┌──
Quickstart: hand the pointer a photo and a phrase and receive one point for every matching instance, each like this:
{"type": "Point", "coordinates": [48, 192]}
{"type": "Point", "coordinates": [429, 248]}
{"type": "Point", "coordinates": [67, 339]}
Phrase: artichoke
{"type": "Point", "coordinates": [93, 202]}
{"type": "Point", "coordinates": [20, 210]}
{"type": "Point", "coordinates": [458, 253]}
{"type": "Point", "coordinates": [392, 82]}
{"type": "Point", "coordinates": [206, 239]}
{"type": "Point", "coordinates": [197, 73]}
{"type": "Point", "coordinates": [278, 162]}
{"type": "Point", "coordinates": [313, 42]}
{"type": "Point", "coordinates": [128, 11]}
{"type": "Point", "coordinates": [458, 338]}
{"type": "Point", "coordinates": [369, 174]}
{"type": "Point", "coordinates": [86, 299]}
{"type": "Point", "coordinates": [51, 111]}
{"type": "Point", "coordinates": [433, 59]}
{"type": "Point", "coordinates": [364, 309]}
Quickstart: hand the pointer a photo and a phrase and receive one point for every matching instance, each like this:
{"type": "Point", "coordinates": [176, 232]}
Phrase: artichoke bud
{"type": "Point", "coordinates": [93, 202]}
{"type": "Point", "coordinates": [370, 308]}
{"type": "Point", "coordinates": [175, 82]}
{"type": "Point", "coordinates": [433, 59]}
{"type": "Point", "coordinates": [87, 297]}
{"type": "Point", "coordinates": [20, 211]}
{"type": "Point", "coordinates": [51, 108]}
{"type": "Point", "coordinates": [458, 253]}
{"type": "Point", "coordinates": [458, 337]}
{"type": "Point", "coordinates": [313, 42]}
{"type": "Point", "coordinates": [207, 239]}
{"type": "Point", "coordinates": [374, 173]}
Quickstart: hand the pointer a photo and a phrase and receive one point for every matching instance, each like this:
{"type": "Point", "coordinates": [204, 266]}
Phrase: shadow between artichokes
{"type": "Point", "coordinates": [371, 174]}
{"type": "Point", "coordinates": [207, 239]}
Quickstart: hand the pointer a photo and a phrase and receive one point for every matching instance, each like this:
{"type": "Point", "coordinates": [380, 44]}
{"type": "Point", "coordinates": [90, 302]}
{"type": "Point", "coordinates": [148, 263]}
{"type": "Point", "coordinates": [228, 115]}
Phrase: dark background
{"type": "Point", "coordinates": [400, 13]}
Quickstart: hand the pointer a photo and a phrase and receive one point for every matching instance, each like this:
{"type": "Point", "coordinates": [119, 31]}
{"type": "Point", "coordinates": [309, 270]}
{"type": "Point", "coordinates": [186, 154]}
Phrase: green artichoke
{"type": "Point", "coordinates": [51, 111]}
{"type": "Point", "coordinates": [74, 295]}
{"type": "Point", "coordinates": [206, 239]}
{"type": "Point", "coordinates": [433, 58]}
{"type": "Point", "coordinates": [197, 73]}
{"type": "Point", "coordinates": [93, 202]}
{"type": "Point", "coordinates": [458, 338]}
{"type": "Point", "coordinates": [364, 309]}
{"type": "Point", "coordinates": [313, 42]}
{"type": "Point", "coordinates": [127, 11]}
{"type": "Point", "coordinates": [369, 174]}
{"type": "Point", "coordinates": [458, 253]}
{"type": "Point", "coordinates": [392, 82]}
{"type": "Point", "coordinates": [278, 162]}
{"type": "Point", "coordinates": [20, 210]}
└──
• [TASK] Please make an exact copy of each record.

• [REPLY]
Quickstart: hand the pointer a photo and a phrase and receive one point for every matching instance, each like this:
{"type": "Point", "coordinates": [48, 192]}
{"type": "Point", "coordinates": [429, 248]}
{"type": "Point", "coordinates": [67, 339]}
Phrase: artichoke
{"type": "Point", "coordinates": [93, 202]}
{"type": "Point", "coordinates": [20, 210]}
{"type": "Point", "coordinates": [458, 253]}
{"type": "Point", "coordinates": [392, 82]}
{"type": "Point", "coordinates": [206, 239]}
{"type": "Point", "coordinates": [197, 73]}
{"type": "Point", "coordinates": [278, 162]}
{"type": "Point", "coordinates": [313, 42]}
{"type": "Point", "coordinates": [128, 11]}
{"type": "Point", "coordinates": [458, 338]}
{"type": "Point", "coordinates": [369, 174]}
{"type": "Point", "coordinates": [86, 299]}
{"type": "Point", "coordinates": [51, 111]}
{"type": "Point", "coordinates": [433, 59]}
{"type": "Point", "coordinates": [364, 309]}
Quickstart: hand the pointer a photo and a phrase and receive one point for every matching instance, each like this:
{"type": "Point", "coordinates": [176, 232]}
Phrase: artichoke bud
{"type": "Point", "coordinates": [93, 202]}
{"type": "Point", "coordinates": [370, 308]}
{"type": "Point", "coordinates": [175, 82]}
{"type": "Point", "coordinates": [433, 59]}
{"type": "Point", "coordinates": [87, 297]}
{"type": "Point", "coordinates": [20, 211]}
{"type": "Point", "coordinates": [51, 108]}
{"type": "Point", "coordinates": [458, 253]}
{"type": "Point", "coordinates": [458, 337]}
{"type": "Point", "coordinates": [313, 42]}
{"type": "Point", "coordinates": [207, 239]}
{"type": "Point", "coordinates": [374, 173]}
Quickstart: hand the pointer a photo and a phrase and receive one point for every matching instance, each like this:
{"type": "Point", "coordinates": [204, 266]}
Phrase: shadow between artichokes
{"type": "Point", "coordinates": [371, 174]}
{"type": "Point", "coordinates": [207, 239]}
Quickstart: hand the pointer a photo and a phrase and receive one point for every matching instance, each like this:
{"type": "Point", "coordinates": [380, 44]}
{"type": "Point", "coordinates": [90, 302]}
{"type": "Point", "coordinates": [148, 263]}
{"type": "Point", "coordinates": [228, 115]}
Phrase: dark background
{"type": "Point", "coordinates": [400, 13]}
Quickstart: hand the pointer a photo and a phrase and receive one point for every matching instance, each like this:
{"type": "Point", "coordinates": [119, 31]}
{"type": "Point", "coordinates": [309, 270]}
{"type": "Point", "coordinates": [186, 154]}
Phrase: green artichoke
{"type": "Point", "coordinates": [51, 111]}
{"type": "Point", "coordinates": [74, 295]}
{"type": "Point", "coordinates": [206, 239]}
{"type": "Point", "coordinates": [433, 58]}
{"type": "Point", "coordinates": [197, 73]}
{"type": "Point", "coordinates": [93, 202]}
{"type": "Point", "coordinates": [458, 338]}
{"type": "Point", "coordinates": [364, 309]}
{"type": "Point", "coordinates": [313, 42]}
{"type": "Point", "coordinates": [127, 11]}
{"type": "Point", "coordinates": [369, 174]}
{"type": "Point", "coordinates": [458, 253]}
{"type": "Point", "coordinates": [392, 82]}
{"type": "Point", "coordinates": [278, 162]}
{"type": "Point", "coordinates": [20, 210]}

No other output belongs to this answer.